CHALLENGE: Reproduce the entries below with each occurrence of "largest disc" changed to "largest circle" and every other part left as it is.

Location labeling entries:
====
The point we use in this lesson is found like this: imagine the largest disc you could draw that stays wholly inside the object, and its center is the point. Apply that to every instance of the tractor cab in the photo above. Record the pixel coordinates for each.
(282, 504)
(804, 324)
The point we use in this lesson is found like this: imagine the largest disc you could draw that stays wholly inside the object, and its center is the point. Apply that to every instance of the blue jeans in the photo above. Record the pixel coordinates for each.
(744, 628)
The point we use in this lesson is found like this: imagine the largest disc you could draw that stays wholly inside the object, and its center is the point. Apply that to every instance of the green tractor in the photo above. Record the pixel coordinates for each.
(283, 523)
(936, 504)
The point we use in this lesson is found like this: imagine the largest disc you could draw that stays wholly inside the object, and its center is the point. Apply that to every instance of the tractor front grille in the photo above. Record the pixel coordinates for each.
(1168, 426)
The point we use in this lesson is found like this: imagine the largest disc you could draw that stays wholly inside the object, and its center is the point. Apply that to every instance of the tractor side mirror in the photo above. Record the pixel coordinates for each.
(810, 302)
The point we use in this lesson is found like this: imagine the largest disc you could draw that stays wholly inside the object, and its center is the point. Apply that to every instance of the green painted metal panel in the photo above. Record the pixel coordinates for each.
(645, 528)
====
EXPECTED ANSWER:
The point we use in this lesson is found like this: imagine the largest circle you could draw that stays wholly inside the object, and its center is the point. Apply that to every instance of the tractor cab in the photo above. Record the pixel coordinates for each.
(282, 504)
(804, 324)
The point we use in this lesson is found like this: imagine the largest circle you could draw that stays wholly inside the object, and its center is the point. Apply that to every instance of the blue jeans in the photo above. Record the pixel coordinates for each.
(744, 628)
The point we use in this lesson is found like this: imagine the largest circle you could draw that stays wholly inside the object, and its center is the point. Apply that to every instance of the green tractor in the photo above. Record the pixel coordinates for each.
(283, 523)
(936, 504)
The point we use in this lesson is found like this: imagine the largest circle you could draw that stays wholly inside the object, and its center is the point. Apply that to every instance of the tractor front grille in the photo above. Record the pixel coordinates for each.
(1168, 426)
The point we use in this lesson is found like this: imagine the largest circle you could draw that stays wholly inside the object, and its center is the point. Apply that to every instance of the tractor side mirror in the photo above. Record the pixel coordinates for each.
(810, 302)
The point we use in this lesson is found like this: imagine the largest circle you could draw that stays wholly inside the object, and its center is the point. Apply that to every instance of the green painted metal panel in the photo above. Record the pixel coordinates for each.
(645, 528)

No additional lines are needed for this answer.